▶ WRITTEN TASK A
In the spring rolls thread, what does Gretchen say her Vietnamese restaurant usually calls this unfried kind of roll?

── PASSAGE SHOWN ──

# Vietnamese Spring Rolls



## NenaPR51 (Dec 3, 2006)

I had to come in here and brag about my Spring Rolls. First time that I prepare them and they turned out just as perfect or BETTER than the restaurant's. I got the rice paper, bean sprouts, cabbage with slivers of carrot, cilantro, fresh cooked shrimp, green onions, Hoisin sauce, peanut butter, cooked rice noodles, and romaine lettuce. With warm water running from the faucet, I wet the rice paper oblongs on one side only and piled them on top of each other with the wet side on top. Then one by one I put toppings on them making sure I did not put too many toppings so as to allow me to wrap into a roll. The rice paper holds very very well as it is wet and very sticky. Then I poured Hoisin sauce in a small pot and warmed it up in low temperature and added peanut butter to taste, mixing them until making sure the mixture was smooth. I added half a cup of water to dilute the sauce a bit. I served the rolls with the sauce and a scoop of white rice. It was a success with my family !!! Love it !! TIP: make sure you keep the rolls covered with a wet cloth or paper towel; the rice paper will dry up and the rolls will not hold together for too long.


----------



## kitchenelf (Dec 4, 2006)

Vietnamese Spring Rolls are my favorite, favorite, favorite!!!!!!  I love to load mine with cilantro!  LOL  Don't you love it when you make something so wonderful!  Congrats


----------



## NenaPR51 (Dec 4, 2006)

Thank you !!! I just joined and already got a good review from the Administrator !! WOW !!! Thanks !!


----------



## boufa06 (Dec 4, 2006)

You can also serve the rolls with sweet chilli sauce.


----------



## Chopstix (Dec 4, 2006)

I'm sure this recipe is good!  Authenticity-wise though, I don't believe Hoisin sauce is used in Vietnamese cuisine ...


----------



## Gretchen (Dec 4, 2006)

At our viet resto this type is usually referred to as a "summer roll" where the shell is not fried =spring roll.
I love these with a passion.
I have also done a bit of a fusion thing for a cocktail buffet table and filled the wrappers with shrimp or chicken salad, wrapped them and cut in half for service.


----------



## expatgirl (Dec 4, 2006)

Also, don't forget to add some fresh basil and  fresh mint along with the cilantro mentioned to your rolls--Wonderful!!!

We make them all the time and living part-time in  Houston we have the great pleasure of dining at many Vietnamese restaurants as well as having several area Asian supermarkets to shop at.

───

▶ WRITTEN TASK B
Convert the rows below into a JSON list of strings, one string per line, skipping blank lines. Cover only the lines from the line containing "Cam-trap alert: motion was detected. Identify window" up to and including the last line of the rows.

── LISTED ENTRIES ──

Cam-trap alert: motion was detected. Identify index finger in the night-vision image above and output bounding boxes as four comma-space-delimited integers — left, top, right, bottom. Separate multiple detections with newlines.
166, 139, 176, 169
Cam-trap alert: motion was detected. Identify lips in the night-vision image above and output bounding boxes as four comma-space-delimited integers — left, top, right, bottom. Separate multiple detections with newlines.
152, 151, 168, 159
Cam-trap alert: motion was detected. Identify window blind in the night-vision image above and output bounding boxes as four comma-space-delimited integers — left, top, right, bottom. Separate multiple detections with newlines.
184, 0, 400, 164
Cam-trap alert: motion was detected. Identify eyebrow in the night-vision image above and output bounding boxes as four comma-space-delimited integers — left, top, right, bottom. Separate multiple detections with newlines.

───

▶ EXERCISE ANSWER A
A "summer roll."

▶ EXERCISE ANSWER B
[
  "Cam-trap alert: motion was detected. Identify window blind in the night-vision image above and output bounding boxes as four comma-space-delimited integers — left, top, right, bottom. Separate multiple detections with newlines.",
  "184, 0, 400, 164",
  "Cam-trap alert: motion was detected. Identify eyebrow in the night-vision image above and output bounding boxes as four comma-space-delimited integers — left, top, right, bottom. Separate multiple detections with newlines."
]